CROSS-TALK BETWEEN THE GUT MICROBIOME, CEACAM'S, AND TGF-β SIGNALLING IN GASTROINTESTINAL CANCERS

Background: Diets high in animal fat and low in plant fiber increase colorectal cancer (CRC) risk, while diets high in fiber, but low in animal fat, are protective. Bacteria present in the colon produce beneficial and harmful metabolites from our diets. Fiber is fermented by these bacteria, producing short-chain fatty acids (SCFA). One of them, butyric acid, is the major energy source for colonic cells and has strong anti-inflammatory/anti-carcinogenic properties. Excess consumption of animal fats is known to increase levels of carcinogenic secondary bile acids in the colon, namely lithocholic acid (LCA) and deoxycholic acid (DCA). Alaska Native (AN) people, at highest risk globally for CRC, were interested in whether increasing dietary fiber intake could reduce CRC risk, as their diets are high in meat and fat, but deficient in fiber.

> Given information
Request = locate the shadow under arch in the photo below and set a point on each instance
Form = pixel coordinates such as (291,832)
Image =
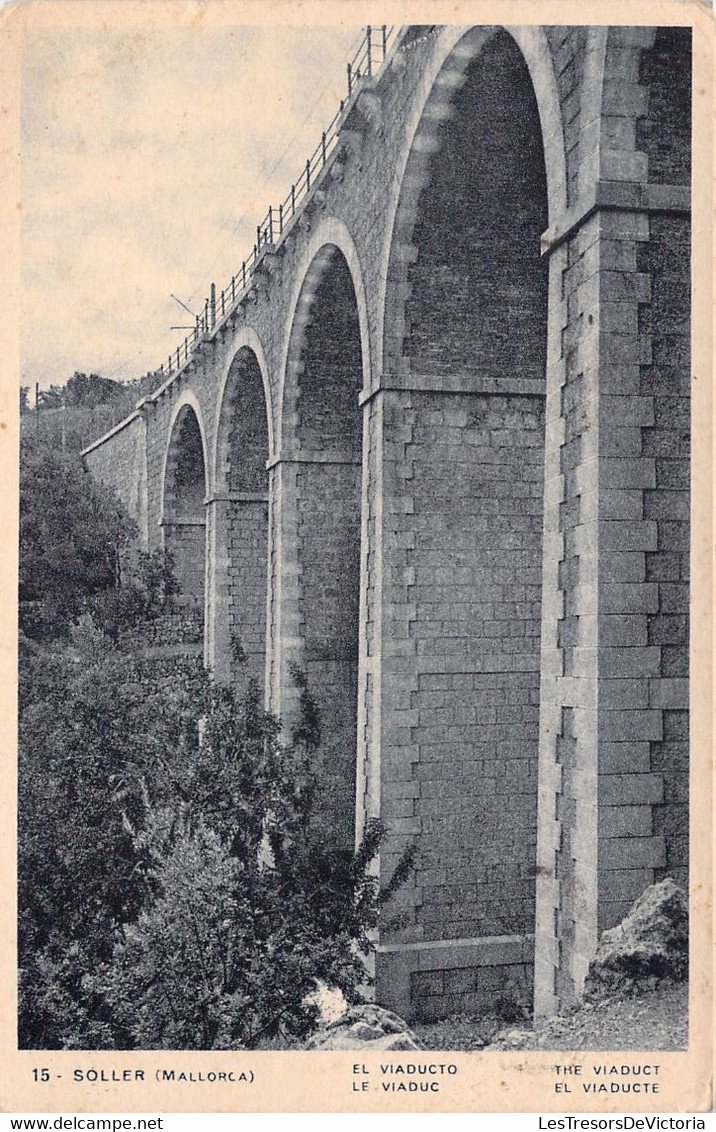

> Exercises to complete
[A] For each statement, say yes or no according to the background on diet and colorectal cancer, and quote the words from it that decide the answer.
(i) Butyric acid is the main energy source for colonic cells.
(ii) The diets of Alaska Native people are high in fiber.
(iii) Colon bacteria ferment fiber into secondary bile acids.
[B] Carry the background on diet and colorectal cancer forward from its last sentence.
Nothing in the listing is needed here.

> Answers provided
[A]
(i) Yes: "butyric acid, is the major energy source for colonic cells"
(ii) No: "their diets are high in meat and fat, but deficient in fiber"
(iii) No: "Fiber is fermented by these bacteria, producing short-chain fatty acids (SCFA)"

[B]
Purpose: Evaluate whether a fiber supplement added to the usual diet of AN volunteers will increase the microbial production of butyrate and suppress fecal bile acids, thus reducing CRC risk.
Methods: Forty-eight healthy AN adult volunteers were enrolled a 4-week randomized, double-blind, placebo-controlled trial in which they received either a resistant starch supplement, RS, a non-chemically modified food starch extracted from high amylose corn, or a digestible starch supplement, DS, an isocaloric amylopectin supplement, occurring naturally as a branched glucose polymer. Quantitation of fecal SCFA and bile acids was performed by on stool samples collected pre- and post-supplementation by gas chromatography-flame-ionization detection (GC-FID) and gas chromatography-mass spectrometry (GC-MS) (Figure 1). The primary endpoint was to evaluate whether RS could suppress epithelial proliferation measured by immunohistological staining of proliferative cells with Ki67 in well orientated crypts. The magnitude of the Ki67 suppression was also used to define clinically significant responses of <20%, termed “responders” (Figure 2). Statistical analyses were performed with paired t-tests on all SCFA and bile acids.
Results: Butyrate levels showed increases in both groups, significant in the RS group. Conversely, there were reductions in LCA and DCA in both groups, significant for DCA in the RS group.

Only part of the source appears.